INSTRUCTIONS TO FOLLOW: Pull out every line of the material below that contains the string "yellow", and copy each one unchanged.
....
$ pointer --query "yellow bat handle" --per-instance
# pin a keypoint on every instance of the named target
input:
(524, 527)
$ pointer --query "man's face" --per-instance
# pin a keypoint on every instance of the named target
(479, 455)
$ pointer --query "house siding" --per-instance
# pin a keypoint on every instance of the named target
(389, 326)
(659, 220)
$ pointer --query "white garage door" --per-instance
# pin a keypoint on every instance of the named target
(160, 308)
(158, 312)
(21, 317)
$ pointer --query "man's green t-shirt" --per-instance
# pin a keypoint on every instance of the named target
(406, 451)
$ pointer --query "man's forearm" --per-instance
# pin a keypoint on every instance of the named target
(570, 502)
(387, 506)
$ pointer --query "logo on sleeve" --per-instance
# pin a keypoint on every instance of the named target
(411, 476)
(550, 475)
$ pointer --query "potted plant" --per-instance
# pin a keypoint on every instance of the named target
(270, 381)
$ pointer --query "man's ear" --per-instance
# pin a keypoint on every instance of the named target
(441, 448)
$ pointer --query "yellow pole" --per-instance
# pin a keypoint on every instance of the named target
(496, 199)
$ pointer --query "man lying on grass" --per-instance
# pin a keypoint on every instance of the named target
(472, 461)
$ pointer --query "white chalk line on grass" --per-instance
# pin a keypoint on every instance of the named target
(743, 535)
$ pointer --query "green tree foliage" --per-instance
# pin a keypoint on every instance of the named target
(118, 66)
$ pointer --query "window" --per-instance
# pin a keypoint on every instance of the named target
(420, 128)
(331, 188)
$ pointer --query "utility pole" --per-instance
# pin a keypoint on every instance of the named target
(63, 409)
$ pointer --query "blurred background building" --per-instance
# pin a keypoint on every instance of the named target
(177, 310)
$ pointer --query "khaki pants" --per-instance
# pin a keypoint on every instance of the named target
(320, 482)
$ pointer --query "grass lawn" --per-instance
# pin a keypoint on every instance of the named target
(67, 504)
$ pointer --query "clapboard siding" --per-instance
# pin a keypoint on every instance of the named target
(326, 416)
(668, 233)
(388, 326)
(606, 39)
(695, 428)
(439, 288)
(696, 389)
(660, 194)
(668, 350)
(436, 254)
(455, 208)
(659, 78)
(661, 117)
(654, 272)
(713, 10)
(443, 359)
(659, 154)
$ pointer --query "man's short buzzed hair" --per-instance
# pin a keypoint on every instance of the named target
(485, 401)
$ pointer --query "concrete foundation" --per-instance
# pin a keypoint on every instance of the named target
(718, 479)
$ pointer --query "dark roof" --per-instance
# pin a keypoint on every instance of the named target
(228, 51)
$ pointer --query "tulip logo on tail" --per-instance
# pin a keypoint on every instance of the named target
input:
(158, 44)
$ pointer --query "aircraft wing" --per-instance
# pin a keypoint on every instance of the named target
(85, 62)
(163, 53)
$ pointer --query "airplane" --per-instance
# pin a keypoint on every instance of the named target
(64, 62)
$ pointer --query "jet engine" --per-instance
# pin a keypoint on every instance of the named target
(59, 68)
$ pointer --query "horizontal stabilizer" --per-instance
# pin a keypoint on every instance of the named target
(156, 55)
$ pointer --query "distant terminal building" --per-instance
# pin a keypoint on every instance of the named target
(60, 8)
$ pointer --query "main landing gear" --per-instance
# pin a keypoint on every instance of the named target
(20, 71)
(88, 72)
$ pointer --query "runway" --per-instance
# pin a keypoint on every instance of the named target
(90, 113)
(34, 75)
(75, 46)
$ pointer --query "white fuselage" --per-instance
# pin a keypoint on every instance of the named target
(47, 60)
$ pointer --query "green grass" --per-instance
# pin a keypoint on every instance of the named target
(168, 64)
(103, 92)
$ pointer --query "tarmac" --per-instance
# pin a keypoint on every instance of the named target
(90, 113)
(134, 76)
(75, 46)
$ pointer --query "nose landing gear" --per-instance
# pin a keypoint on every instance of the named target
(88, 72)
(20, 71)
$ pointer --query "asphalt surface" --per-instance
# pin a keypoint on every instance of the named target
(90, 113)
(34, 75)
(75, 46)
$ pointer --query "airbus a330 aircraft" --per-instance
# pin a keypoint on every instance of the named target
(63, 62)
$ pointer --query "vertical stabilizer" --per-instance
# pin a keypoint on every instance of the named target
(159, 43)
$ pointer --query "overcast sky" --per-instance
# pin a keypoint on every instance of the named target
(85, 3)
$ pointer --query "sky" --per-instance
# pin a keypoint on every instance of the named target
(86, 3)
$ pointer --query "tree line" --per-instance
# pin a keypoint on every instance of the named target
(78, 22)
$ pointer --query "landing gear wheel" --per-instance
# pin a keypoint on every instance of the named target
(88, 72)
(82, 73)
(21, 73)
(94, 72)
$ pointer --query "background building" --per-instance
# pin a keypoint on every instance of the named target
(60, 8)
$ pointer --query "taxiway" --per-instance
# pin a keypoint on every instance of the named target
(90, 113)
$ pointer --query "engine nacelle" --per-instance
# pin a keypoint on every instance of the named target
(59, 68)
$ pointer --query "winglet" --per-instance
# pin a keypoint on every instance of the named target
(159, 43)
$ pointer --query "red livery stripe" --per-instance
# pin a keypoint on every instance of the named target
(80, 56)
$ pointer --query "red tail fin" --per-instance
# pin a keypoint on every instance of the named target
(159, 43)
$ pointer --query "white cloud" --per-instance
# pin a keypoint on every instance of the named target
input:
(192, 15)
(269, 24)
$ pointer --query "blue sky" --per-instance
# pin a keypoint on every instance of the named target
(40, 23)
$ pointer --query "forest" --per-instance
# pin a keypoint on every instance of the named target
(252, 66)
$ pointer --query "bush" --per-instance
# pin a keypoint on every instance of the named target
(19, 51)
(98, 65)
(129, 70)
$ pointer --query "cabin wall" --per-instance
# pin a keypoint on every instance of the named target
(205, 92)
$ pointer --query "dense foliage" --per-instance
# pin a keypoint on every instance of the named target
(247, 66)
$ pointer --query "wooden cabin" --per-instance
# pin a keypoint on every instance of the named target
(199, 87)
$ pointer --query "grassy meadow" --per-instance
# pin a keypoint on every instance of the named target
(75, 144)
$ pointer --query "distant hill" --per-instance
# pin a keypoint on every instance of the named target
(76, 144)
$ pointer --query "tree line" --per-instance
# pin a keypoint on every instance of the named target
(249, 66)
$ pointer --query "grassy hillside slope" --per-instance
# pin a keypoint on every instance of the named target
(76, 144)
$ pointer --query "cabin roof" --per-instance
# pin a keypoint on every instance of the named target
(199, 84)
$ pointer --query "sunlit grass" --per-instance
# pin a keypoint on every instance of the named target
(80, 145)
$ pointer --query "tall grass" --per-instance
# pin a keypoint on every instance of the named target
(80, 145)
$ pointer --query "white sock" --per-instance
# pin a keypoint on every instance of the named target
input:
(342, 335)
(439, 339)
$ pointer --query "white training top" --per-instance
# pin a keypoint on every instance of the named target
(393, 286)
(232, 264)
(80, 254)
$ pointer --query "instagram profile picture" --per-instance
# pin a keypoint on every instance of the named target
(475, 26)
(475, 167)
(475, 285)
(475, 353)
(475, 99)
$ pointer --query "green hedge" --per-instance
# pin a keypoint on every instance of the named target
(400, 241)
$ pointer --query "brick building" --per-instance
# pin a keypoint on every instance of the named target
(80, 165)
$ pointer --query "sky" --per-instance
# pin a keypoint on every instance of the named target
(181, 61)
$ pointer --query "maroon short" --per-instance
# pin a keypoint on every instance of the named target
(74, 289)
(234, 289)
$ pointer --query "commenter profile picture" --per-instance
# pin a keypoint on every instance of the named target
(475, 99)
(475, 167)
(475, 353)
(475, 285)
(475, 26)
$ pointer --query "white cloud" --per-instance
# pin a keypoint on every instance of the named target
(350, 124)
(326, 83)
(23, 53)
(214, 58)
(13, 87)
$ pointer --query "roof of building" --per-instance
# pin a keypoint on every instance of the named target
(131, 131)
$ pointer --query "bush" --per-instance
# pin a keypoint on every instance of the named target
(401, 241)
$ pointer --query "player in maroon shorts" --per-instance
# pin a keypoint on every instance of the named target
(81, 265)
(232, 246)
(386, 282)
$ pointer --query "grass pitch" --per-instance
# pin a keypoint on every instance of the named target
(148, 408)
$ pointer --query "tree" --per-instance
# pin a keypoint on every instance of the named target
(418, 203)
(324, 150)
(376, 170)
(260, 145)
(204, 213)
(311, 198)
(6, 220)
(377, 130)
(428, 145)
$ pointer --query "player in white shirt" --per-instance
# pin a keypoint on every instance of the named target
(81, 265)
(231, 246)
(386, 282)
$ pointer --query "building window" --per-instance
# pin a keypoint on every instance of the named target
....
THE REPLY:
$ pointer --query "yellow bat handle" --per-instance
$ pointer --query "yellow pole" --per-instance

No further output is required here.